Reproduce all of the entries below exactly, without a single change.

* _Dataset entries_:

#####

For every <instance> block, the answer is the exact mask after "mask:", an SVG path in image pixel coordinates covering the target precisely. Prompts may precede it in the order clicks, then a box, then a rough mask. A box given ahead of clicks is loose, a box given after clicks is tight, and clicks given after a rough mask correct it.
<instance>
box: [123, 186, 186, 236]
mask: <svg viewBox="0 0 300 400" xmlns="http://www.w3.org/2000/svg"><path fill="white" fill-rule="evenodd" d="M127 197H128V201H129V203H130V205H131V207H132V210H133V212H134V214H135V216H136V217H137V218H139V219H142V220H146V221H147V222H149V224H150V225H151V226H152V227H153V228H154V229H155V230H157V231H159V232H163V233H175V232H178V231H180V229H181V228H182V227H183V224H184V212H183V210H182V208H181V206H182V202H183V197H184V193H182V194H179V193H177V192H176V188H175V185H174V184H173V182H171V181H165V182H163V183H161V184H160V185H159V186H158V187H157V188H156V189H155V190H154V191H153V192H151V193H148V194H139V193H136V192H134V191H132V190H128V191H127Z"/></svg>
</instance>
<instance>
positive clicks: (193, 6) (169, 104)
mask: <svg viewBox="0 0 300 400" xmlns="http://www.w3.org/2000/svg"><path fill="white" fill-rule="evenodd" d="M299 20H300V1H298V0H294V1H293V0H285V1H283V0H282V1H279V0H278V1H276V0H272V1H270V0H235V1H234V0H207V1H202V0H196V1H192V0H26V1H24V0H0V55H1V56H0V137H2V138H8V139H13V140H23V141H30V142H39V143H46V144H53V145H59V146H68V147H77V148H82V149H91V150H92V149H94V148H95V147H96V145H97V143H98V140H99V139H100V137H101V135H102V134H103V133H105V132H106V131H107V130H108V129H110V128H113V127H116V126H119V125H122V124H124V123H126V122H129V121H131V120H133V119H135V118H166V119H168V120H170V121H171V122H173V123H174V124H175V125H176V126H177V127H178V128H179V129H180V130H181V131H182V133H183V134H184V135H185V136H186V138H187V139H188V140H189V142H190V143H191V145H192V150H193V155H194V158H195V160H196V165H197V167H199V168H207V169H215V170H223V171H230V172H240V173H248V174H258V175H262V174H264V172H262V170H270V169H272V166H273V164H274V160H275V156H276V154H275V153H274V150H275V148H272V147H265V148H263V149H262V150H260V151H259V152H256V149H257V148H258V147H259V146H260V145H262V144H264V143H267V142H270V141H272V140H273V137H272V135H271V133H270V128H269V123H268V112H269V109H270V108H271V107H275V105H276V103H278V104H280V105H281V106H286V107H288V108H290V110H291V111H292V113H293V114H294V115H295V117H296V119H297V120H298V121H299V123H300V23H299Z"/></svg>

#####

* _Expected output_:
For every <instance> block, the answer is the exact mask after "mask:", an SVG path in image pixel coordinates covering the target precisely. Prompts may precede it in the order clicks, then a box, then a rough mask. A box given ahead of clicks is loose, a box given after clicks is tight, and clicks given after a rough mask correct it.
<instance>
box: [123, 186, 186, 236]
mask: <svg viewBox="0 0 300 400" xmlns="http://www.w3.org/2000/svg"><path fill="white" fill-rule="evenodd" d="M127 197H128V201H129V203H130V205H131V207H132V210H133V212H134V214H135V216H136V217H137V218H139V219H142V220H146V221H147V222H149V224H150V225H151V226H152V227H153V228H154V229H155V230H157V231H159V232H163V233H175V232H178V231H180V229H181V228H182V227H183V224H184V212H183V210H182V208H181V206H182V202H183V197H184V193H182V194H179V193H177V192H176V188H175V185H174V184H173V182H171V181H165V182H163V183H161V184H160V185H159V186H158V187H157V188H156V189H155V190H154V191H153V192H151V193H148V194H139V193H136V192H134V191H132V190H128V191H127Z"/></svg>
</instance>
<instance>
positive clicks: (193, 6) (169, 104)
mask: <svg viewBox="0 0 300 400" xmlns="http://www.w3.org/2000/svg"><path fill="white" fill-rule="evenodd" d="M299 20H300V1H298V0H294V1H293V0H285V1H283V0H282V1H279V0H278V1H276V0H272V1H270V0H235V1H234V0H207V1H202V0H196V1H192V0H26V1H24V0H0V55H1V56H0V137H2V138H8V139H13V140H23V141H30V142H39V143H46V144H53V145H59V146H68V147H77V148H82V149H91V150H92V149H94V148H95V147H96V145H97V143H98V140H99V139H100V137H101V135H102V134H103V133H105V132H106V131H107V130H108V129H110V128H113V127H116V126H119V125H122V124H124V123H126V122H129V121H131V120H133V119H135V118H166V119H168V120H170V121H171V122H173V123H174V124H175V125H176V126H177V127H178V128H179V129H180V130H181V131H182V133H183V134H184V135H185V136H186V138H187V139H188V140H189V142H190V143H191V145H192V150H193V155H194V158H195V160H196V165H197V167H199V168H207V169H215V170H223V171H230V172H240V173H248V174H258V175H262V174H264V172H262V170H270V169H272V166H273V164H274V160H275V156H276V154H275V153H274V150H275V148H272V147H265V148H263V149H262V150H260V151H259V152H256V149H257V148H258V147H259V146H260V145H262V144H264V143H267V142H270V141H272V140H273V137H272V135H271V133H270V128H269V123H268V112H269V109H270V108H271V107H275V105H276V103H278V104H280V105H281V106H286V107H288V108H290V110H291V111H292V113H293V114H294V115H295V117H296V119H297V120H298V121H299V123H300V23H299Z"/></svg>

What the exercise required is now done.